### Data from a dataset

■ ■ ■

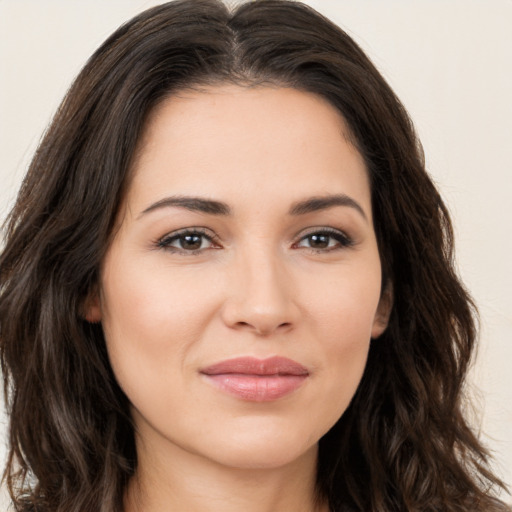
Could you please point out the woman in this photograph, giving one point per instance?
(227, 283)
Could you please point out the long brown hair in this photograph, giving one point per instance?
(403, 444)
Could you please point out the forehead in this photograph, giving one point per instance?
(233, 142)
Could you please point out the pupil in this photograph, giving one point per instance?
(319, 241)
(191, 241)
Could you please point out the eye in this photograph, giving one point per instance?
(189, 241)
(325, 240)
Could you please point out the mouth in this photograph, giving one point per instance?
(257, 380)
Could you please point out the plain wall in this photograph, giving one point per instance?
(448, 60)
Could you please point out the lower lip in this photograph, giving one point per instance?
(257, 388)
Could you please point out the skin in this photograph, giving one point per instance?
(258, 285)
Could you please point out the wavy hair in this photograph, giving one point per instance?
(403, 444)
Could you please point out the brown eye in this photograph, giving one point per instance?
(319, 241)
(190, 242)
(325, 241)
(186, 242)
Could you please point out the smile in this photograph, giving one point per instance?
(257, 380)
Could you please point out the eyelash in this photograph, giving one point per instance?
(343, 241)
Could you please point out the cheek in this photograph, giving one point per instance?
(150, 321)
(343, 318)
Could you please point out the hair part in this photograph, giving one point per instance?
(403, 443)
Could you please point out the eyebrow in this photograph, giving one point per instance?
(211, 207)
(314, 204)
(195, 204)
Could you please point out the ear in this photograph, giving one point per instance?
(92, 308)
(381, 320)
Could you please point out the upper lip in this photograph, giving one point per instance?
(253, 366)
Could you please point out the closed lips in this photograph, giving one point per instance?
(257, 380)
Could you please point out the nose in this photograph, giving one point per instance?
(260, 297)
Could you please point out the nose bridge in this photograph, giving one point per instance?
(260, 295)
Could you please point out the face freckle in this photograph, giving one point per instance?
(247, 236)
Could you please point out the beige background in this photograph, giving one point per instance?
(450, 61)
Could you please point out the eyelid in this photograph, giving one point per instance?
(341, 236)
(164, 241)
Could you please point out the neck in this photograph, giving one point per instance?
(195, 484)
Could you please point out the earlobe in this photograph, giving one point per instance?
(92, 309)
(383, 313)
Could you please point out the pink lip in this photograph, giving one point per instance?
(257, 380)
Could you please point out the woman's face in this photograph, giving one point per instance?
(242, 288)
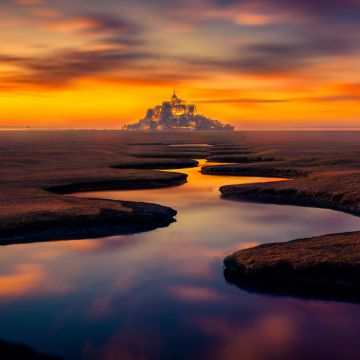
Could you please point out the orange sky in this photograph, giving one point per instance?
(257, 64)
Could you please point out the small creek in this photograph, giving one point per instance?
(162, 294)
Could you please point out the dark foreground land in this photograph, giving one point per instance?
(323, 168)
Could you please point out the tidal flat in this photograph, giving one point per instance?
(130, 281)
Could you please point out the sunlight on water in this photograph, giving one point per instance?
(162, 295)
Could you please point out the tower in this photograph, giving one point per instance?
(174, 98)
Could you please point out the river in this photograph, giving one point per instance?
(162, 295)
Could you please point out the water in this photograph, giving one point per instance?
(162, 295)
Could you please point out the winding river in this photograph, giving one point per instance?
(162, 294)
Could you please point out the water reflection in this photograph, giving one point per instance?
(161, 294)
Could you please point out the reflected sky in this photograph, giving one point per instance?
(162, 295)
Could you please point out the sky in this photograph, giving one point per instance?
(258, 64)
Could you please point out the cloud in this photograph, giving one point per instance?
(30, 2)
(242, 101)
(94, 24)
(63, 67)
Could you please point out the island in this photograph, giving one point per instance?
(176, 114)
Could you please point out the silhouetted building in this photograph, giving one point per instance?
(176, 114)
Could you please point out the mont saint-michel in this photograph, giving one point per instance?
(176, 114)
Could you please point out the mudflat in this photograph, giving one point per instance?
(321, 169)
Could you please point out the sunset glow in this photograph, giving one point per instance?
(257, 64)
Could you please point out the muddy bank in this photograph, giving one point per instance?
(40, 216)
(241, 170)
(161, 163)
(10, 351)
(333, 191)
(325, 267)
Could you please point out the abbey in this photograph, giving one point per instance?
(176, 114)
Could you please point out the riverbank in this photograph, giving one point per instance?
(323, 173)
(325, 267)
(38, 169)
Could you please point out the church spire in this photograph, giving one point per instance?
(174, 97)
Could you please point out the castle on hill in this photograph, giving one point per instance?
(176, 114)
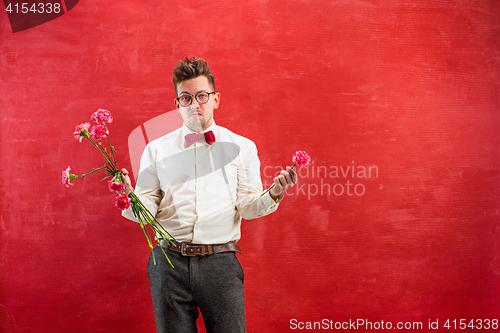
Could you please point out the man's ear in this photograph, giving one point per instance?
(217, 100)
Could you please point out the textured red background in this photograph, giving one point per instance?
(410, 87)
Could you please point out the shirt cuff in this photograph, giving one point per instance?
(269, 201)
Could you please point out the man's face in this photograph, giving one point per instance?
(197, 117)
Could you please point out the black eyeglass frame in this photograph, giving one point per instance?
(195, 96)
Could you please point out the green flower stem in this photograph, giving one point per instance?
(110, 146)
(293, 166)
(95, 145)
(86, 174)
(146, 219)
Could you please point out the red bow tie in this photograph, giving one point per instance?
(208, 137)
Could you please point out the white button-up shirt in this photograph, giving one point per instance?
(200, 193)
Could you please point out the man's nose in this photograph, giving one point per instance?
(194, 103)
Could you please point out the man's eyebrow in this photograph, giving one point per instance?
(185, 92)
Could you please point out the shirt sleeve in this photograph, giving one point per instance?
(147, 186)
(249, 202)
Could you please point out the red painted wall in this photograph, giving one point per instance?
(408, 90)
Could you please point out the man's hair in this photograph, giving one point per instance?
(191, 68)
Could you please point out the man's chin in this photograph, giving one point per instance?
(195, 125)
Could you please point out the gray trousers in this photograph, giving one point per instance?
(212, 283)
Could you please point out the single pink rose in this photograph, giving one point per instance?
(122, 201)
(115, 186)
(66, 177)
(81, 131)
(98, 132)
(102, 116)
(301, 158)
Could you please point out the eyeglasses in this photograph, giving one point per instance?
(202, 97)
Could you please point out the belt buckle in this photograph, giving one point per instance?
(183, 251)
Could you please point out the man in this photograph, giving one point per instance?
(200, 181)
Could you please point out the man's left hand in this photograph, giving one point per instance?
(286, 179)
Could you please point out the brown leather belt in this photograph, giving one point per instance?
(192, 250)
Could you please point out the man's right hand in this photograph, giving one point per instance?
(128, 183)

■ ■ ■

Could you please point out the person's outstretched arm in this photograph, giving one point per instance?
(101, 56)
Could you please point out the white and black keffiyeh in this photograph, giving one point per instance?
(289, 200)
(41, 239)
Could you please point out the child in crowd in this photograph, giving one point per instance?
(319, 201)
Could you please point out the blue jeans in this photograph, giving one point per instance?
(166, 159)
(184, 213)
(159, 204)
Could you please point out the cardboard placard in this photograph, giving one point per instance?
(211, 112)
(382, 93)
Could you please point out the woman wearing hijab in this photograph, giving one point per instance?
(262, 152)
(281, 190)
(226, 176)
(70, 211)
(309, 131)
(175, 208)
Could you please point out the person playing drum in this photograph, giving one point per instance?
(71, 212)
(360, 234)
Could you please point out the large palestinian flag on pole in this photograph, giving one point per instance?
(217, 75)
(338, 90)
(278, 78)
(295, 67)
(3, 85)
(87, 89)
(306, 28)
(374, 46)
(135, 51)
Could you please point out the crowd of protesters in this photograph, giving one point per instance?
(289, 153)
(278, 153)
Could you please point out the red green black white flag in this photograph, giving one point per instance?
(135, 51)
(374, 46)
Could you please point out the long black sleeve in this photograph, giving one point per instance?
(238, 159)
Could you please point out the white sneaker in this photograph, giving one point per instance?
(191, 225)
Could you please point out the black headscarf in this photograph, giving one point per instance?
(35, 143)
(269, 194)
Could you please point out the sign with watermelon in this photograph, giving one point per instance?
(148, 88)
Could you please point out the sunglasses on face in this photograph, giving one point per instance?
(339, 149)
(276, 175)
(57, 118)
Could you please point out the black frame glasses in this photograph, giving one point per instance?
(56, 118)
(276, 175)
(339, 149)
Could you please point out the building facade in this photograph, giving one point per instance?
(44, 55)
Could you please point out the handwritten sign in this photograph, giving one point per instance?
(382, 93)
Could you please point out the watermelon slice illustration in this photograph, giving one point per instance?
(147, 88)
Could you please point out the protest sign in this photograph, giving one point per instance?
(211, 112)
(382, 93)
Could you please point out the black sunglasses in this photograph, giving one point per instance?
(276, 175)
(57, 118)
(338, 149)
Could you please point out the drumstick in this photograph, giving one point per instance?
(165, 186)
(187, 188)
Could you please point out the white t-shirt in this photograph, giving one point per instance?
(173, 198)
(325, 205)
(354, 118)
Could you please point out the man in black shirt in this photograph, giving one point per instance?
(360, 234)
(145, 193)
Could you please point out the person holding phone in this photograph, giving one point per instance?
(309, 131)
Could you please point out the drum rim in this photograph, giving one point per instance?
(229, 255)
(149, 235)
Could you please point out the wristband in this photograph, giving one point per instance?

■ ■ ■

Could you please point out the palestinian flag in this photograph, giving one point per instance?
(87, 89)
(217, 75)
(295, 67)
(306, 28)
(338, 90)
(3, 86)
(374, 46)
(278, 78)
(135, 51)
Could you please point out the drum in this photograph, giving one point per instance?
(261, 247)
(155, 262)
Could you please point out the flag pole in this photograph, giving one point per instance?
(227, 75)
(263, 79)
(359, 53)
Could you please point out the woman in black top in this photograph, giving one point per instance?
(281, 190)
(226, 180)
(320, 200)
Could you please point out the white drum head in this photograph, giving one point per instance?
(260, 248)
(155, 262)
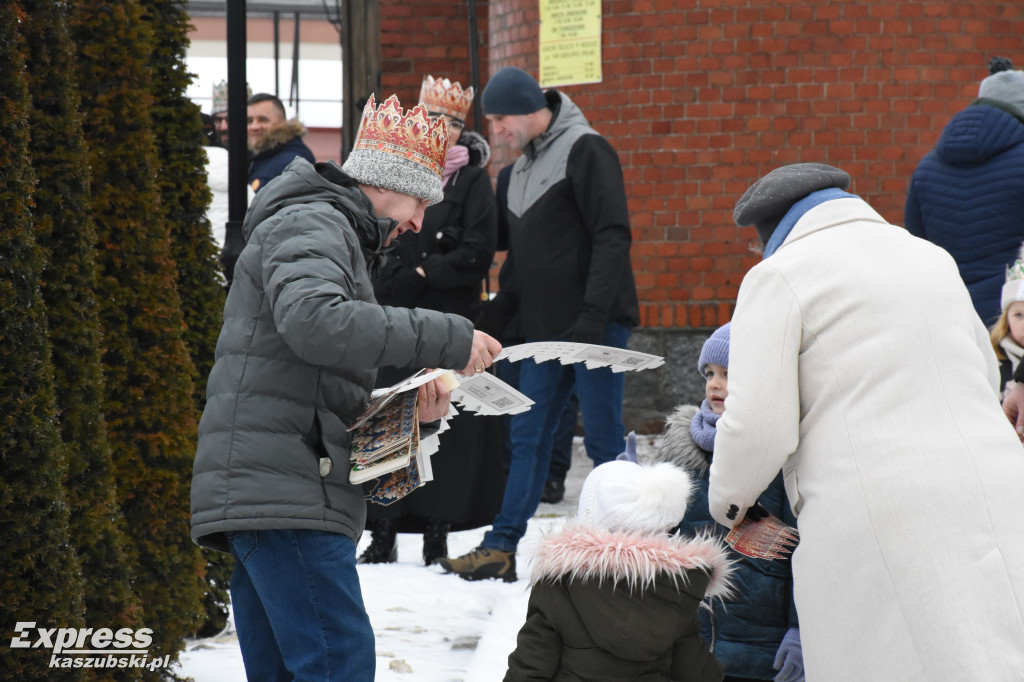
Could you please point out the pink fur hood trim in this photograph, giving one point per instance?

■ ■ ■

Collect every line of the data above that contains the word "crowd", and copy each one in full.

Could you please point out the child in crowd in this photograph, giving one point per instance?
Could you please point out the crowd of protesters in this photograph, giving one point per instance?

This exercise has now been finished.